### PASSAGE SHOWN
-------

To determine which section of EXC-2 is required for binding EXC-9 to the luminal surface, the long NTD (amino acids 1–767) and short CTD (amino acids 1112–1339) were each cloned into a fluorescence translational construct for overexpression in wild-type and in the exc-2(qp110) null mutant background. In a previous study, overexpression of full-length exc-2 PCR product greatly shortened the canals to less than half-length and caused small dilations of the lumen (lumen diameter <1/4 body width; Al-Hashimi et al., 2018). Here, overexpression of each of these partial exc-2 constructs from the strong canal-specific vha-1 promoter caused similarly shortened canals with small dilations (Fig. 2, b and c). In the wild-type background, overexpressed EXC-2NTD::GFP remained apically localized (Fig. 2 b), but labeled EXC-9 did not. The presence of excess EXC-2NTD prevented EXC-9 from being retained at the luminal membrane. This implies that EXC-2NTD and EXC-9 compete for the same locations on the luminal membrane.
Overexpression of EXC-2CTD::GFP exhibited a unique polarized fluorescence phenotype (Fig. 2 c): canals were generally wild-type in diameter along their length, but did not grow to full length and terminated in medium-sized cysts at the distal ends. In addition, fluorescently labeled EXC-2CTD and labeled EXC-9 were fully collocated but strongly enriched toward the distal end, with very bright fluorescence at the distal tip of the canal lumen. We inferred that the CTD of EXC-2 recruits EXC-9 and that they are able to remain at high concentration at the canal apical surface only at the luminal tip of the canals.
In the exc-2(qp110) null allele mutant background, EXC-2NTD::GFP was still localized at the apical surface (Fig. 2 d), and its expression pattern resembled the localization and meshwork pattern of wild-type GFP::EXC-2 expressed in animals lacking one of the other intermediate filament proteins, IFB-1 or IFA-4 (Al-Hashimi et al., 2018). This indicated that the N-terminus of EXC-2NTD is capable of binding either to the other intermediate filament proteins IFB-1 and IFA-4 or to other proteins anchored or bound to the luminal surface.

-------

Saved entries
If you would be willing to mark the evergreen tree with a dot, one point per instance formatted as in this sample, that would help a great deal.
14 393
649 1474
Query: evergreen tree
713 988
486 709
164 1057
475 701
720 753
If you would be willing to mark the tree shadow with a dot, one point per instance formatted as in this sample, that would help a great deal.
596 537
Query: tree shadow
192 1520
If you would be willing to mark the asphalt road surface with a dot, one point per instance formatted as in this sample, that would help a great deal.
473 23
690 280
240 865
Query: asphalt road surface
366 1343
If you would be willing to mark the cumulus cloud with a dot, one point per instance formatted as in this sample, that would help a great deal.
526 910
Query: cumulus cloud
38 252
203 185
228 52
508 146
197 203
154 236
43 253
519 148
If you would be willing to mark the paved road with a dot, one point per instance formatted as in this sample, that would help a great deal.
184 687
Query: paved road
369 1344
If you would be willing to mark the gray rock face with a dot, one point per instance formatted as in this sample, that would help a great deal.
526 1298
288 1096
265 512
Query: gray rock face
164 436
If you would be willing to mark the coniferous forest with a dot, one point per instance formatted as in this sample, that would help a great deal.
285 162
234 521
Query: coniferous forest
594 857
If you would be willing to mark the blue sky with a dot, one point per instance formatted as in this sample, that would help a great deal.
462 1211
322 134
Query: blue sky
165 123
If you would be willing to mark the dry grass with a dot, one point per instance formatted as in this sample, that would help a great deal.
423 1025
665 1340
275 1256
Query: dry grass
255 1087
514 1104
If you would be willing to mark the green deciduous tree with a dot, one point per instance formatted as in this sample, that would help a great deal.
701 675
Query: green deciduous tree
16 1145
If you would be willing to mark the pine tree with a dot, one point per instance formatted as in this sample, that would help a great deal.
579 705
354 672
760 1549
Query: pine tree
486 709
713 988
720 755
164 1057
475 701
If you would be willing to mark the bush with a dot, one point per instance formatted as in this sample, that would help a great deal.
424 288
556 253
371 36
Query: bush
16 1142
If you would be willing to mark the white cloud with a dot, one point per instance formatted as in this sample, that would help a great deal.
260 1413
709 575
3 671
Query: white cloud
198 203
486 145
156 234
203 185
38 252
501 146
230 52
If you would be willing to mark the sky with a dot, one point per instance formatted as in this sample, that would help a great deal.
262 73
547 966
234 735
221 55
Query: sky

-------

### YOUR TASKS
• 1. From the passage on EXC-2 and EXC-9, reproduce word for word the portion starting with "In the exc-2(qp110) null allele" and going on through "the luminal surface.".
• 2. According to the passage on EXC-2 and EXC-9, which promoter drove the overexpression of the partial exc-2 constructs?

### PER-TASK OUTPUTS
• 1.
In the exc-2(qp110) null allele mutant background, EXC-2NTD::GFP was still localized at the apical surface (Fig. 2 d), and its expression pattern resembled the localization and meshwork pattern of wild-type GFP::EXC-2 expressed in animals lacking one of the other intermediate filament proteins, IFB-1 or IFA-4 (Al-Hashimi et al., 2018). This indicated that the N-terminus of EXC-2NTD is capable of binding either to the other intermediate filament proteins IFB-1 and IFA-4 or to other proteins anchored or bound to the luminal surface.

• 2. The strong canal-specific vha-1 promoter.